*Given problem*: Your task is to print all of the material verbatim.

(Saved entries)
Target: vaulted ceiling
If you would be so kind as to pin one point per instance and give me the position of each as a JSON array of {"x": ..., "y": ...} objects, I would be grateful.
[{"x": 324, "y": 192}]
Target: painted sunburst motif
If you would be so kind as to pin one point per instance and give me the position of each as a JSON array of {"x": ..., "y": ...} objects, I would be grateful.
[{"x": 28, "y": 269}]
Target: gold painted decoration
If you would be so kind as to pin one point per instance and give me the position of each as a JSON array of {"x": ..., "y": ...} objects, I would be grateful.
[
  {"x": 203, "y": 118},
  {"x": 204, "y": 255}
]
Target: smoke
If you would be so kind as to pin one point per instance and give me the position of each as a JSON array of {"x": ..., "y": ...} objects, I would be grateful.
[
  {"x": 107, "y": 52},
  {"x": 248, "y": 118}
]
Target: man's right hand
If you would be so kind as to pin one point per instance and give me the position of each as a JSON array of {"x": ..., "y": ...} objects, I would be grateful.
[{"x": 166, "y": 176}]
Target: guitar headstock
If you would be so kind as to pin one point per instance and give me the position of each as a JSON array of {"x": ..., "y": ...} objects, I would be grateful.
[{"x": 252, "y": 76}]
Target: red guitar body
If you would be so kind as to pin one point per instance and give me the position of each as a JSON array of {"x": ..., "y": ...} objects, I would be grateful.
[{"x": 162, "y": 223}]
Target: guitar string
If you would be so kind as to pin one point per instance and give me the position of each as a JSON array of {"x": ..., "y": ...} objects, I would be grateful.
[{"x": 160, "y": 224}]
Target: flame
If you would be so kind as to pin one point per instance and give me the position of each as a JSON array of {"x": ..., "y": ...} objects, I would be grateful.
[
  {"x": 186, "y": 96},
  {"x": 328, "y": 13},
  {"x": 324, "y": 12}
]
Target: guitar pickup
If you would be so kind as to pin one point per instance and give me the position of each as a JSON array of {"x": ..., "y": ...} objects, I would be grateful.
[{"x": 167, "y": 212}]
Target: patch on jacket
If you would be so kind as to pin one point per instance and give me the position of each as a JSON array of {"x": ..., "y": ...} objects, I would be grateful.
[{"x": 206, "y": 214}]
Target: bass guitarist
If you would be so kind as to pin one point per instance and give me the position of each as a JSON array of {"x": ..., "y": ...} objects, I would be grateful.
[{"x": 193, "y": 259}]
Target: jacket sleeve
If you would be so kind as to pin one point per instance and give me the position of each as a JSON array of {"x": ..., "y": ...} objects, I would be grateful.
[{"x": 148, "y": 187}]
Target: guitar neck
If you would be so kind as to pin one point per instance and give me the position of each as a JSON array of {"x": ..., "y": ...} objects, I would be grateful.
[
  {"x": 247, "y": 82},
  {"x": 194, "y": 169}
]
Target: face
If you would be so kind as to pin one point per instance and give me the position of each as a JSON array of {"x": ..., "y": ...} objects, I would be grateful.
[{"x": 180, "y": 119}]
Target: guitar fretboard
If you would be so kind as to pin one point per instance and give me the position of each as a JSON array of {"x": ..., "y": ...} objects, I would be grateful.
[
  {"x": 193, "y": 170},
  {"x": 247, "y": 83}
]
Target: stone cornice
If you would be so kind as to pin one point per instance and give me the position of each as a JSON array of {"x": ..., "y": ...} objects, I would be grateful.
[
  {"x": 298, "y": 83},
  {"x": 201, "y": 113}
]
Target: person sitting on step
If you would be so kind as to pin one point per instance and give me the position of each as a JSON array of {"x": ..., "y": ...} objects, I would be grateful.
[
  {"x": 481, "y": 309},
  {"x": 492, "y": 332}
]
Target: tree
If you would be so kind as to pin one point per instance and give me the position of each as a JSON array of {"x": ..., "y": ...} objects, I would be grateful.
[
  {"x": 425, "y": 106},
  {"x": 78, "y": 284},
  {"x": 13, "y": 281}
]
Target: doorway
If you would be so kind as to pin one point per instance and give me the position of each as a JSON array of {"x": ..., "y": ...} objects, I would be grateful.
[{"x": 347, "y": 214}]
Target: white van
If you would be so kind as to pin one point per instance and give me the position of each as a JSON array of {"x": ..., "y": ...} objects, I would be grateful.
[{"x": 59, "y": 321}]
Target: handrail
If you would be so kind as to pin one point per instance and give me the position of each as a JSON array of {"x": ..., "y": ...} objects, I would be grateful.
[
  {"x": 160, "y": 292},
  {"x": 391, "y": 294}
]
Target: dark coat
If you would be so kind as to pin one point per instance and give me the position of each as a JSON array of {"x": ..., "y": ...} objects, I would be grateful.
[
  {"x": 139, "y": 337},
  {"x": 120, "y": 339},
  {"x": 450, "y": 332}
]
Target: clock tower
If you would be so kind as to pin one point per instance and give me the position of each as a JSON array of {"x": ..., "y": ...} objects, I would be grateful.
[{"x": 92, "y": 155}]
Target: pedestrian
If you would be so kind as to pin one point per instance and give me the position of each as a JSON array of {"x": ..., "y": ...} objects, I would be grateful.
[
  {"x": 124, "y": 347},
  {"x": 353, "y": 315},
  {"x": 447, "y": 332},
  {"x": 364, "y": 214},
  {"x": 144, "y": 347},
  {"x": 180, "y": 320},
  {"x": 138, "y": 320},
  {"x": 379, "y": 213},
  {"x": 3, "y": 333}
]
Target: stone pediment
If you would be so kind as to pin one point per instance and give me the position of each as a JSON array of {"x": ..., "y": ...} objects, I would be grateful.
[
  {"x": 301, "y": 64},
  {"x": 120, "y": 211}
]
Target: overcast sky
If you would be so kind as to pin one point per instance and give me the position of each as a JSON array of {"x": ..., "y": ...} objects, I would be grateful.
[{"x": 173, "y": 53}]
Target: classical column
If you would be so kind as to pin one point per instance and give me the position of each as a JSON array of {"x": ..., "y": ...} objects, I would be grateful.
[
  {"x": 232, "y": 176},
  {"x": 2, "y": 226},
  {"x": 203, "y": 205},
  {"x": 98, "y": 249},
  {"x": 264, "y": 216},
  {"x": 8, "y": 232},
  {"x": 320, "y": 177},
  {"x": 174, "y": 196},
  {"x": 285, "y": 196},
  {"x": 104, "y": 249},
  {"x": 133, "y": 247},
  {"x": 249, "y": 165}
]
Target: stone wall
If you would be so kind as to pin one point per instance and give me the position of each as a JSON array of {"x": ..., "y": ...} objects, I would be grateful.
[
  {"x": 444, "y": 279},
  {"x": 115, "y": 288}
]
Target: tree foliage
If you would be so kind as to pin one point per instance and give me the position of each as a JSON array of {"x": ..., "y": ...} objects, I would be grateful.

*Response below*:
Target: vaulted ceiling
If you would be so kind as to pin one point per instance and give me the position of each as a JSON array of {"x": ..., "y": ...} objects, I would be grateful.
[{"x": 324, "y": 192}]
Target: painted sunburst motif
If you would be so kind as to pin one point per instance and give me the position of each as a JSON array of {"x": ..., "y": ...} objects, I would be grateful.
[{"x": 28, "y": 269}]
Target: gold painted decoration
If you would be so kind as to pin one point per instance and give me the position of each as a JSON array of {"x": ..., "y": ...} objects, I would be grateful.
[
  {"x": 203, "y": 118},
  {"x": 204, "y": 255}
]
Target: smoke
If you would be so kind as to pin one point per instance and give me the position of each as a JSON array of {"x": ..., "y": ...} objects, I would be grateful.
[
  {"x": 107, "y": 52},
  {"x": 248, "y": 118}
]
Target: man's right hand
If you would be so kind as to pin one point per instance and give me the position of each as a JSON array of {"x": ..., "y": ...} objects, I would be grateful.
[{"x": 166, "y": 176}]
Target: guitar headstock
If you would be so kind as to pin one point per instance and give me the position of each as a JSON array of {"x": ..., "y": ...} objects, I would be grateful.
[{"x": 252, "y": 76}]
Target: red guitar body
If you would be so kind as to pin one point per instance and give me the position of each as a JSON array of {"x": ..., "y": ...} objects, I would be grateful.
[{"x": 162, "y": 223}]
Target: guitar string
If you would be so kind as to pin one point per instance and give me the position of each as a JSON array of {"x": ..., "y": ...} objects, I would be grateful.
[{"x": 160, "y": 224}]
Target: flame
If you would be so kind as to pin one point per instance and give me the position of each as a JSON array of {"x": ..., "y": ...} objects, I would be grateful.
[
  {"x": 186, "y": 96},
  {"x": 328, "y": 13},
  {"x": 324, "y": 12}
]
Target: guitar pickup
If you would be so kind as to pin one point per instance and give me the position of each as a JSON array of {"x": ..., "y": ...} objects, I would be grateful.
[{"x": 167, "y": 212}]
Target: patch on jacket
If you would be so kind as to pin one point per instance and give me the position of each as a JSON array of {"x": ..., "y": ...} objects, I would be grateful.
[{"x": 206, "y": 214}]
Target: bass guitarist
If you would be so kind as to pin one point per instance and give me the position of each as a JSON array of {"x": ..., "y": ...} objects, I would be grateful.
[{"x": 193, "y": 259}]
Target: jacket sleeve
If you would be so kind as to pin one point per instance and give me the position of each as a JSON array of {"x": ..., "y": ...} objects, I would be grateful.
[{"x": 148, "y": 187}]
Target: guitar neck
If you would be so kind as to pin one point per instance and give me the position of each as a JSON array of {"x": ..., "y": ...} objects, I would be grateful.
[
  {"x": 247, "y": 82},
  {"x": 194, "y": 169}
]
Target: face
If you would be so kind as to pin one point per instance and give me the position of each as a JSON array of {"x": ..., "y": ...} objects, I would be grateful.
[{"x": 180, "y": 119}]
Target: guitar fretboard
If you would be so kind as to pin one point per instance and give me the position of each as a JSON array of {"x": ..., "y": ...} objects, I would be grateful.
[
  {"x": 193, "y": 170},
  {"x": 247, "y": 83}
]
Target: stone cornice
If you would be so kind as to pin one point per instance and give me the position of each as a JSON array of {"x": ..., "y": ...} objects, I would be grateful.
[
  {"x": 298, "y": 83},
  {"x": 201, "y": 113}
]
Target: person sitting on step
If you would be so kind as to pin one point per instance and give me the position of each as a JSON array of {"x": ..., "y": ...} objects, I would be grateful.
[
  {"x": 481, "y": 309},
  {"x": 492, "y": 332}
]
Target: tree
If you would be so kind as to pin one point per instance and give me the position of each as a JSON array of {"x": ..., "y": ...} objects, I would be grateful.
[
  {"x": 425, "y": 106},
  {"x": 78, "y": 284},
  {"x": 13, "y": 281}
]
Target: doorway
If you would be so kind as to pin one point per instance and give me the position of each as a JSON array of {"x": ..., "y": ...} objects, I would be grateful.
[{"x": 347, "y": 214}]
Target: white van
If you would be so kind as to pin one point per instance and give me the position of each as a JSON array of {"x": ..., "y": ...} objects, I would be grateful.
[{"x": 59, "y": 321}]
Target: handrail
If you would be so kind as to pin one point per instance and give me the position of each as a JSON array of {"x": ..., "y": ...} objects, I would be grateful.
[
  {"x": 160, "y": 292},
  {"x": 391, "y": 294}
]
Target: dark coat
If you would be so kind as to pin one point per instance and give me the position of each as a JSON array of {"x": ..., "y": ...} objects, I would be grateful.
[
  {"x": 139, "y": 337},
  {"x": 120, "y": 339},
  {"x": 450, "y": 332}
]
Target: clock tower
If you would be so kind as to pin one point per instance and give me the position of each as a JSON array of {"x": ..., "y": ...} objects, I would be grateful.
[{"x": 92, "y": 155}]
Target: pedestrian
If you would be so kind as to pin one point per instance and give me the position of each as a JSON array of {"x": ..., "y": ...} objects, I would be grateful.
[
  {"x": 124, "y": 347},
  {"x": 353, "y": 315},
  {"x": 447, "y": 332},
  {"x": 364, "y": 214},
  {"x": 144, "y": 347},
  {"x": 180, "y": 320},
  {"x": 138, "y": 320},
  {"x": 379, "y": 213},
  {"x": 3, "y": 333}
]
Target: stone pediment
If you would be so kind as to pin one point per instance and give me the position of each as a JSON array of {"x": ..., "y": ...} objects, I would be grateful.
[
  {"x": 301, "y": 64},
  {"x": 120, "y": 211}
]
Target: overcast sky
If you would be so kind as to pin one point per instance and give me the position of each as a JSON array of {"x": ..., "y": ...} objects, I would be grateful.
[{"x": 173, "y": 53}]
Target: classical column
If you would be so kind as to pin one point per instance and give me the position of each as a JSON array of {"x": ..., "y": ...} objects, I would be grateful.
[
  {"x": 232, "y": 176},
  {"x": 2, "y": 226},
  {"x": 203, "y": 205},
  {"x": 98, "y": 249},
  {"x": 264, "y": 216},
  {"x": 8, "y": 232},
  {"x": 320, "y": 177},
  {"x": 174, "y": 196},
  {"x": 285, "y": 196},
  {"x": 104, "y": 249},
  {"x": 133, "y": 247},
  {"x": 249, "y": 165}
]
Target: stone wall
If you would be so kind as to pin one point per instance and give me the position of each as a JSON array of {"x": ..., "y": ...} objects, I would be grateful.
[
  {"x": 444, "y": 279},
  {"x": 115, "y": 288}
]
Target: tree foliage
If you would be so kind as to pin one point per instance and give me the position of each as a JSON array of {"x": ..., "y": ...} objects, I would be grateful.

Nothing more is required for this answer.